Reading passage:
--*--

The magic of mistletoe: the myths and benefits for wildlife

Credit: Zsuzsanna Bird

Mistletoe is a symbol of Christmas, we all know about kissing under the mistletoe. But there's much more to this pretty parisitic plant. Find out more about the legends behind it and the benefits it brings to wildlife.

You're most likely familiar with the romantic Christmas tradition of kissing under the mistletoe. The tradition itself is another that dates back to pre-Christian days, with much dispute as to its specific origins. It also features in Druidic, Norse and Greek mythologies and has wide-ranging relevance to many cultures. 

In Norse mythology, mistletoe was the only weapon that could be used to kill the god Baldur the Beautiful, orchestrated by the mischievous god Loki. In Greek myth, it allowed the hero Aeneas to visit his father in the abode of the dead. In Druidry, it is used in ceremonies and, in the past, for medicine. The tradition of kissing under the mistletoe is linked with mistletoe being a symbol of fertility. 

Long-standing and romantic as the tradition may be, those who find themselves under this iconic symbol of love might not know that it's actually a hemiparasite that grows on the branches of other trees, tapping into their nutrients to survive.

A hemiparasite is a plant which gets some or all of its food from parasitism. Mistletoe gets food from its host but also uses photosynthesis to survive.

--*--

Dataset records

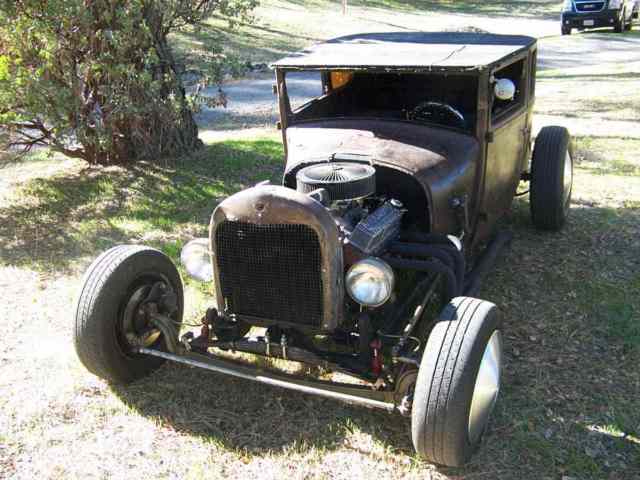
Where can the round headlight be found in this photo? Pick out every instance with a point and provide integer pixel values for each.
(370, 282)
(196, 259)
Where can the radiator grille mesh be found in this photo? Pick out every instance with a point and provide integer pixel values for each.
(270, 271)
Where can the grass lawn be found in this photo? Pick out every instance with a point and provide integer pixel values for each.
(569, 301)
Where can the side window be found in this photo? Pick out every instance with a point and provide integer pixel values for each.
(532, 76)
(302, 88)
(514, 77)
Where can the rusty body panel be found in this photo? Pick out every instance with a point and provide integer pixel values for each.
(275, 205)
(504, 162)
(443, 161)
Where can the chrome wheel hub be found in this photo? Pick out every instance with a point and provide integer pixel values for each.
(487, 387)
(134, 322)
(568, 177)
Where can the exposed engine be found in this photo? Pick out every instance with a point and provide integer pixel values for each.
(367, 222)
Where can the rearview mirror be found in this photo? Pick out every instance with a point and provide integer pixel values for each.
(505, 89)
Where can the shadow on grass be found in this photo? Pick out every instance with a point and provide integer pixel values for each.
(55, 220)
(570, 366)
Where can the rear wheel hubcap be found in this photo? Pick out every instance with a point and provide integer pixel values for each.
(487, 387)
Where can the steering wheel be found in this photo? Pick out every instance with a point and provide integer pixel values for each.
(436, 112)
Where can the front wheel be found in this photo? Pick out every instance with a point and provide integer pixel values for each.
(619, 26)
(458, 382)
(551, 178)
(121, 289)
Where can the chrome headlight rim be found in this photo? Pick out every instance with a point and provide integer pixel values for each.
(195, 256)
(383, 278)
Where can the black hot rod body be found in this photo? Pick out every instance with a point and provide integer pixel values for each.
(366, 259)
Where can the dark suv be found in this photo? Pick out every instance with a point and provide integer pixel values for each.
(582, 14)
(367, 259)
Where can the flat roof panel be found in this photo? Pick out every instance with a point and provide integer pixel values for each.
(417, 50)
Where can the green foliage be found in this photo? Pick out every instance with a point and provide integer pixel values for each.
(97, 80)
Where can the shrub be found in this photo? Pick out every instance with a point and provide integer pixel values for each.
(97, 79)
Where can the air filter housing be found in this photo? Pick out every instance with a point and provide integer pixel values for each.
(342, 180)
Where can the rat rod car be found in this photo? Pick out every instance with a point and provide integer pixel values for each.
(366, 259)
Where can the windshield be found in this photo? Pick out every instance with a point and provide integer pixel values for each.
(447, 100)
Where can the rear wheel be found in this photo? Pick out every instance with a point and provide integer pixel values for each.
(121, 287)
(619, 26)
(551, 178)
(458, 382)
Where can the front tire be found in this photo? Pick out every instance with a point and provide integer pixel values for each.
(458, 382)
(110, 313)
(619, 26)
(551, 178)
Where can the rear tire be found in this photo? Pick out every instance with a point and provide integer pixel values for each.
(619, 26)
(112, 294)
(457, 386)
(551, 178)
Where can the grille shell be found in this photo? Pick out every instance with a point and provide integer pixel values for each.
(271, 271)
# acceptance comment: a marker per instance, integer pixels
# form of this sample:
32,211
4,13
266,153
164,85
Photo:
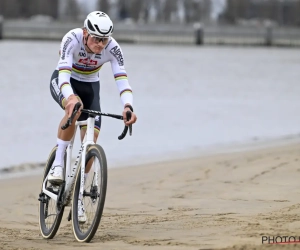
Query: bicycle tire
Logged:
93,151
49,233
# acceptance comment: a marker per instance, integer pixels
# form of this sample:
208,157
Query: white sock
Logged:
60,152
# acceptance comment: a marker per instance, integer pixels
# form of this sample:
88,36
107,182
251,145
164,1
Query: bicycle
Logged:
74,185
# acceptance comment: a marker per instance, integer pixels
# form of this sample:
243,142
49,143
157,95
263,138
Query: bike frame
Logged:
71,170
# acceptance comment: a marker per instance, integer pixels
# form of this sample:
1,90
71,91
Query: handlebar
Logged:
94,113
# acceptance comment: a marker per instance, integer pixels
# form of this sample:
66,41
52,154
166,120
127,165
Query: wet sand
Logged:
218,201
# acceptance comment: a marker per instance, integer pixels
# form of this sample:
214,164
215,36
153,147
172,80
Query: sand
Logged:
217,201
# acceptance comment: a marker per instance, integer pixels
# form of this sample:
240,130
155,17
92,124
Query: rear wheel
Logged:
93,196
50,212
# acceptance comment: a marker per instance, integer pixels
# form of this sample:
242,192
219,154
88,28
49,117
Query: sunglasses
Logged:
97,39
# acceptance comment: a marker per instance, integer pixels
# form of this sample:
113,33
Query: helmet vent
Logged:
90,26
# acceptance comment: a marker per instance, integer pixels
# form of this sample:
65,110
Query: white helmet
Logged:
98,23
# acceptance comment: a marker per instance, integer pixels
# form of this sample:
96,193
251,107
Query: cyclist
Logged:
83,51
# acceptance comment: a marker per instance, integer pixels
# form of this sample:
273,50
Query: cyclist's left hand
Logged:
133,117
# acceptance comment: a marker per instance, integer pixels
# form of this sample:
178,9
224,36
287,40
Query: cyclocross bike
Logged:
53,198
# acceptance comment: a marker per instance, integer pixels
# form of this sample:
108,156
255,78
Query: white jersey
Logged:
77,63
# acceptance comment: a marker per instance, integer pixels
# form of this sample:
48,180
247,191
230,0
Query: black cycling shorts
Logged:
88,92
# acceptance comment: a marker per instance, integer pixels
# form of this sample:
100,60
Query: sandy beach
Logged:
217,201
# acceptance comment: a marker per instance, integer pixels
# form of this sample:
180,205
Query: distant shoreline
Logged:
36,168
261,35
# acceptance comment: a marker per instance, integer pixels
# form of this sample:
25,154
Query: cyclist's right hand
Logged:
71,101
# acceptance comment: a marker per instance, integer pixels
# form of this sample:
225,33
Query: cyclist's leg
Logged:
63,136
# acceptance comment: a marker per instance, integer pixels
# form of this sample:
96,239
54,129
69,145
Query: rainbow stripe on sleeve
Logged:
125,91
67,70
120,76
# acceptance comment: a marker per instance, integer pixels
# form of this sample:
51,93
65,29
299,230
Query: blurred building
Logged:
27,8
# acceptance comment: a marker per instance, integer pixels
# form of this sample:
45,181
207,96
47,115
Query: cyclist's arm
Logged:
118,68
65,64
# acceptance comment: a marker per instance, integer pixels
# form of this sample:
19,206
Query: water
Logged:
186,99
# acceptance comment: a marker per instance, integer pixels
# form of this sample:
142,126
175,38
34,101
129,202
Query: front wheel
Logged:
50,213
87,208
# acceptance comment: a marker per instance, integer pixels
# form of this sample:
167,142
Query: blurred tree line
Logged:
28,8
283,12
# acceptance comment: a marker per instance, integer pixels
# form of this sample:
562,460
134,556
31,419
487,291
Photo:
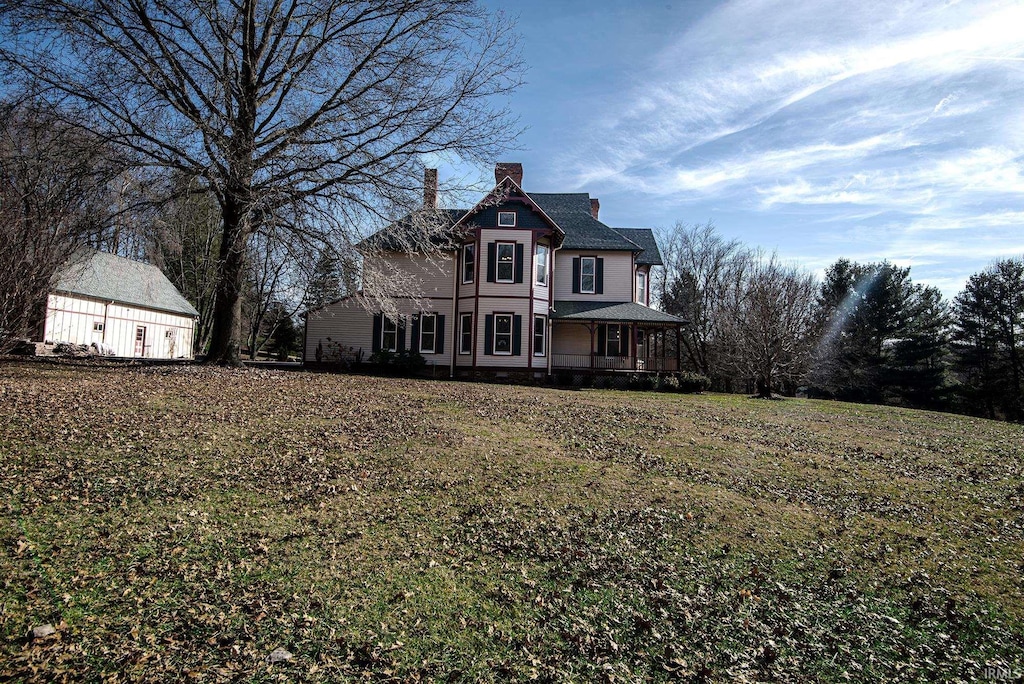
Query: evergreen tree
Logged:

--*--

Task item: Quote the mistletoe text word for word from "In Norse mythology, mistletoe" to "being a symbol of fertility.". Rely only on the mistletoe text.

Answer section:
In Norse mythology, mistletoe was the only weapon that could be used to kill the god Baldur the Beautiful, orchestrated by the mischievous god Loki. In Greek myth, it allowed the hero Aeneas to visit his father in the abode of the dead. In Druidry, it is used in ceremonies and, in the past, for medicine. The tradition of kissing under the mistletoe is linked with mistletoe being a symbol of fertility.